┌─ Records for this exercise
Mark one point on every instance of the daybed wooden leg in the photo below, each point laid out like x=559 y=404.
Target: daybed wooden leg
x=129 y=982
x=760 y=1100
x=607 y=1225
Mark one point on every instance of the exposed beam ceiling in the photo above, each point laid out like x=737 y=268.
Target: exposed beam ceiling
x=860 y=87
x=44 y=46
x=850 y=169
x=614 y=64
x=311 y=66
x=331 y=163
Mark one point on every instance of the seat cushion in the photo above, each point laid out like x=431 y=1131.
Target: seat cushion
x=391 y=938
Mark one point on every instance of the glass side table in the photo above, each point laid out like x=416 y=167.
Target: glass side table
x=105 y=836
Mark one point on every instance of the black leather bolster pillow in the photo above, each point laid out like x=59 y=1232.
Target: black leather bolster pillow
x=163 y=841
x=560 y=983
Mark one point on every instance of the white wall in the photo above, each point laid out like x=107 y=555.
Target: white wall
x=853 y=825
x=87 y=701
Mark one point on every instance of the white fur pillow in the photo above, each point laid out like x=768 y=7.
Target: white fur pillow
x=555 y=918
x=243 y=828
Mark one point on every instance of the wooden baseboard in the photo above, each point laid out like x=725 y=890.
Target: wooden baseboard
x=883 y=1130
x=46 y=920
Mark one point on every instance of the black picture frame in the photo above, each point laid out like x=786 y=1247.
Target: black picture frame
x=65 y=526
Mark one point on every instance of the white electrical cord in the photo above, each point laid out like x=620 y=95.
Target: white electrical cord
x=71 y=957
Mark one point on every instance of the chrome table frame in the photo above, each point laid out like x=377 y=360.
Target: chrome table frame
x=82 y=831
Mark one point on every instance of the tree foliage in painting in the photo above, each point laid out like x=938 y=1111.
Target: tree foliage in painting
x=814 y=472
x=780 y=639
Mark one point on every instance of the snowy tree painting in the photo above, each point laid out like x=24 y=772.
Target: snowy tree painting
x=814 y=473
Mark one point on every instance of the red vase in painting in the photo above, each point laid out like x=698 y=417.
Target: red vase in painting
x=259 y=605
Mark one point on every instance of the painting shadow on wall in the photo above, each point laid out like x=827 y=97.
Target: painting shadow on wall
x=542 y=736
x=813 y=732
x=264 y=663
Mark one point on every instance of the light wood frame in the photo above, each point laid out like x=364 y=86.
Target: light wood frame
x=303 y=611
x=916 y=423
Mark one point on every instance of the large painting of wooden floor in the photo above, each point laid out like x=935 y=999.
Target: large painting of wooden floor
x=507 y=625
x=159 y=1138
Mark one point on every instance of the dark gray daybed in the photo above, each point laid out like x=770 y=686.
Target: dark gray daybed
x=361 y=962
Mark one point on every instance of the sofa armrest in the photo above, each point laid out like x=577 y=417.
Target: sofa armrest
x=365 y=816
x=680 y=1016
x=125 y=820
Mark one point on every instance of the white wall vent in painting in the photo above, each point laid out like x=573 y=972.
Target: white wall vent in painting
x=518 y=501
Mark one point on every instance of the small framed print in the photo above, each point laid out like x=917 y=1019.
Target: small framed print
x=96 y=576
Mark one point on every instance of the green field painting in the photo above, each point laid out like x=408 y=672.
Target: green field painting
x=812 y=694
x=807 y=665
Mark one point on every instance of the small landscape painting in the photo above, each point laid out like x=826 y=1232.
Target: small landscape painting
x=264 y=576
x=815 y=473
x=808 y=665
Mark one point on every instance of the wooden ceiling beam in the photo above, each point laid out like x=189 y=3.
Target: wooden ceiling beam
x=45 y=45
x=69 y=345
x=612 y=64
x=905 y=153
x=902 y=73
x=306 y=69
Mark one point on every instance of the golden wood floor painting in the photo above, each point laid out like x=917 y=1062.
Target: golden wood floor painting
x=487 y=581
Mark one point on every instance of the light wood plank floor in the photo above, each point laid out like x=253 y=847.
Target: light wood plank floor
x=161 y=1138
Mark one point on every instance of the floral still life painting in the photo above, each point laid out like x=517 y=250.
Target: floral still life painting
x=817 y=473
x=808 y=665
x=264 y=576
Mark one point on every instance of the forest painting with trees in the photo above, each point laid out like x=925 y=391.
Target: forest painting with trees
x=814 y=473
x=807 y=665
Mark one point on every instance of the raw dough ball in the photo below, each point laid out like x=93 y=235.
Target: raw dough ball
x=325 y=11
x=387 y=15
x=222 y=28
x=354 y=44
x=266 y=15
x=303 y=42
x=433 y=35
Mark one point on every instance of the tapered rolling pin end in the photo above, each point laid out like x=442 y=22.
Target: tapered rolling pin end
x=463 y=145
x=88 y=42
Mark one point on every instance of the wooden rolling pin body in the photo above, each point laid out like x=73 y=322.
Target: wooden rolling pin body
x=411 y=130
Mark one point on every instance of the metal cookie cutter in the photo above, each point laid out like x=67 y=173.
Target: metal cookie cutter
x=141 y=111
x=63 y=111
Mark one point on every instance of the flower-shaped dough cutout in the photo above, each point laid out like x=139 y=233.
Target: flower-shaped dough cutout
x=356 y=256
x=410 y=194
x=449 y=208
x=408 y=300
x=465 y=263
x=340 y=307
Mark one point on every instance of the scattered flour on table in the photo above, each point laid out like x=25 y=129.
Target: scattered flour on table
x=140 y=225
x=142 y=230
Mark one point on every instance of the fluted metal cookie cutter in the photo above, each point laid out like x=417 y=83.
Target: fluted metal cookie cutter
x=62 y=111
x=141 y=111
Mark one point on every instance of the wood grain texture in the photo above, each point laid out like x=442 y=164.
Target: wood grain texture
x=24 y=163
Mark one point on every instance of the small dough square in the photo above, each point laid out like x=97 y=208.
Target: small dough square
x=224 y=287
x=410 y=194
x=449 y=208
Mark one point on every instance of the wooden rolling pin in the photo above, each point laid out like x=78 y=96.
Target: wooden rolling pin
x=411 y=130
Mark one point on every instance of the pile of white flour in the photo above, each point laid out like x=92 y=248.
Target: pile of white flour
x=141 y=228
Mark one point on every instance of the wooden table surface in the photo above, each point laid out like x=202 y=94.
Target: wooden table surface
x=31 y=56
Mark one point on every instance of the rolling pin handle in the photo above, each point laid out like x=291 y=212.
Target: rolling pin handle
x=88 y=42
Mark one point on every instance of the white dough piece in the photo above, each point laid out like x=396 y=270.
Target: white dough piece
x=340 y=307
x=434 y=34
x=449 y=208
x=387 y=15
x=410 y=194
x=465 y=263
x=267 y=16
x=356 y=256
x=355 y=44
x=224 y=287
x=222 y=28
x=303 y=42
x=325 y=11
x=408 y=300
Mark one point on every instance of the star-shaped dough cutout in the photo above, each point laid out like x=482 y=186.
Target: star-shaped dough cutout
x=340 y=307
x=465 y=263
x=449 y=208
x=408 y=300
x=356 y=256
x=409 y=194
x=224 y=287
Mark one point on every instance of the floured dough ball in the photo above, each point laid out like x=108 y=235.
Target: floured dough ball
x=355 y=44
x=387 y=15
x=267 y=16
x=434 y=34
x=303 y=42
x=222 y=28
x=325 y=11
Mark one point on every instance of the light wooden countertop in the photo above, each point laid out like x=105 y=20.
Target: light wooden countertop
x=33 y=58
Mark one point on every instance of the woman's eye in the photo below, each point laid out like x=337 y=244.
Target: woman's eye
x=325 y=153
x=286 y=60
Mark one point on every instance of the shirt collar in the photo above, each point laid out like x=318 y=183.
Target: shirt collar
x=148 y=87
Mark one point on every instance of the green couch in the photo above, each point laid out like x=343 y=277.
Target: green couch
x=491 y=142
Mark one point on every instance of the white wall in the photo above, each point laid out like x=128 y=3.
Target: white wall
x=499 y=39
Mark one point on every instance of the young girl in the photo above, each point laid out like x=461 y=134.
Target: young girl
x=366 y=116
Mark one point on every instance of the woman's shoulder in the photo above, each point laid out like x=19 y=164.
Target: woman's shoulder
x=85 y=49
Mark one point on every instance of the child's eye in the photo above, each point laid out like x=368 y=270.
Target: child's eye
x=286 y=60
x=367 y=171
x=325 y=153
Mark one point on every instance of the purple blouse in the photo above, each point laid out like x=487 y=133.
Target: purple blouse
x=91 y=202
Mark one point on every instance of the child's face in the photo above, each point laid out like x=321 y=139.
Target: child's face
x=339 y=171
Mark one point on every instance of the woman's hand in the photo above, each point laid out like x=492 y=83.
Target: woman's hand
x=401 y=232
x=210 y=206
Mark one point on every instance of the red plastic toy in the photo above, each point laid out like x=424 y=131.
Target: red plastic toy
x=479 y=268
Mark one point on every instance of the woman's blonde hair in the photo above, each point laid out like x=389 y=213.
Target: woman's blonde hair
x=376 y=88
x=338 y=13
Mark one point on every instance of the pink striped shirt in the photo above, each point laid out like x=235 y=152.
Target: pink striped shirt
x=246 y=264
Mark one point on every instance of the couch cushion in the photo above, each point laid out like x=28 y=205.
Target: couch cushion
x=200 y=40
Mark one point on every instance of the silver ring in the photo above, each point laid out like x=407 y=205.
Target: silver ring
└─
Exercise instructions
From the records above, copy the lines exactly, starting with the line that contains "Mark one point on every instance of the sofa" and ending with the line that contains "x=125 y=820", both included.

Reply
Mark one point on every instance of the sofa armrest in the photo above, each point laid out like x=577 y=417.
Target: sofa armrest
x=365 y=816
x=680 y=1016
x=125 y=820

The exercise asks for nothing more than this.